**JOB A**.
In the elevation-difference text, which data source had the highest RMSE for road-surface points?
**JOB B**.
From the elevation-difference text, extract the passage starting at "presents the elevation" and ending at "provide acceptable results.".

**PAGE EXTRACT**.

********************

3.3. Elevation Difference—By Surface Type

Table 4. Statistics Related to Difference in Elevations for Road-Surface and Non-Road-Surface Survey Points.

Data Source	Aerial Lidar		Mobile-Terrestrial Lidar		UAV Photogrammetric Capture
Surface	Road-Surface	Non-Road-Surface	Road-Surface	Non-Road-Surface	Road-Surface	Non-Road-Surface
RMSE (cm)	5.4	11.3	1.9	25.6	4.4	19.7
Mean Difference (cm)	−5.0	−9.4	−0.5	−15.7	−1.8	−12.7
Standard Deviation Sd(cm)	2.0	6.2	1.9	20.0	4.0	15.4
Absolute MD (cm)	5.0	9.7	0.9	16.4	3.3	14.4
Relative SD	40%	64%	211%	122%	121%	107%

presents the elevation differences for road- and non-road-surfaces. The RMSE for the road-surface points is much lower than that for the non-road-surface points. The RMSE for road-surface for all remote source data is quite acceptable within the standard accuracy limit stipulated by the Idaho Lidar Consortium (ILC). For points on the road-surface, mobile-terrestrial lidar gave the most accurate result among the three sources of data, while the aerial lidar had the highest RMSE (5.4 cm). The mean differences and standard deviations were also low for all remote data sources. It can be concluded that on road-surface areas, all these data types provide acceptable results.

However, similar results were not observed for non-road-surface areas. The RMSE was high for all the remote data sources, with RMSEs higher than the 12.5 cm ILC standard for mobile-terrestrial and UAV sources. In terms of the ITD Highway Construction Specifications data for all remote sources met the verrtical tolerance values for natural ground. Aerial lidar achieved the closest result in terms of RMSE, mean difference, and standard deviation. This indicates that vertical accuracy of both the lidar and UAV photogrammetric data is significantly affected by non-road-surface returns for all of the alternatives. To summarize, it can be concluded that lidar and UAV photogrammetric data collected using survey control can achieve high accuracy for areas over a road surface with diminished accuracy for non-road surfaces.

The variability of mobile-terrestrial and UAV data appear to be high relative to aerial lidar data as measured by the relative SD statistic. This is because the relative SD measure takes larger values when the mean of the related random variable is smaller and is closer to zero.

********************

**DATA PROVIDED**.
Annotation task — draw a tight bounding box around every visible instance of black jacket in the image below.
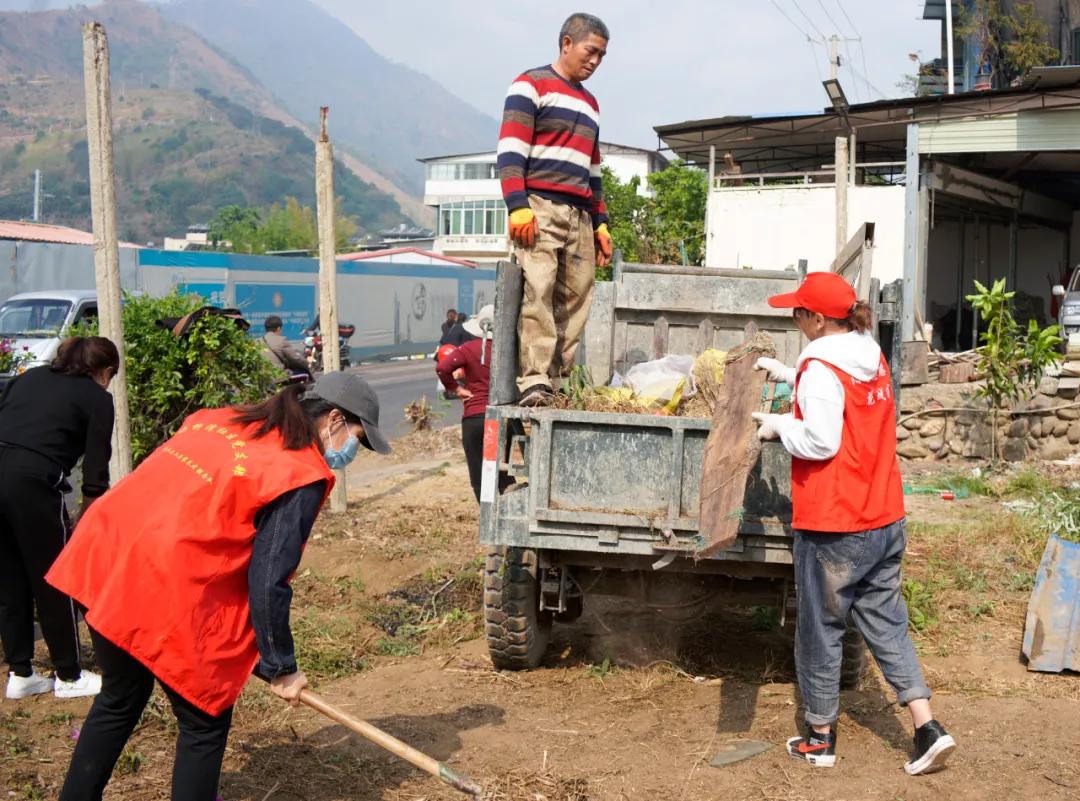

********************

**WRITTEN RESPONSE A**.
Aerial lidar, with an RMSE of 5.4 cm.

**WRITTEN RESPONSE B**.
presents the elevation differences for road- and non-road-surfaces. The RMSE for the road-surface points is much lower than that for the non-road-surface points. The RMSE for road-surface for all remote source data is quite acceptable within the standard accuracy limit stipulated by the Idaho Lidar Consortium (ILC). For points on the road-surface, mobile-terrestrial lidar gave the most accurate result among the three sources of data, while the aerial lidar had the highest RMSE (5.4 cm). The mean differences and standard deviations were also low for all remote data sources. It can be concluded that on road-surface areas, all these data types provide acceptable results.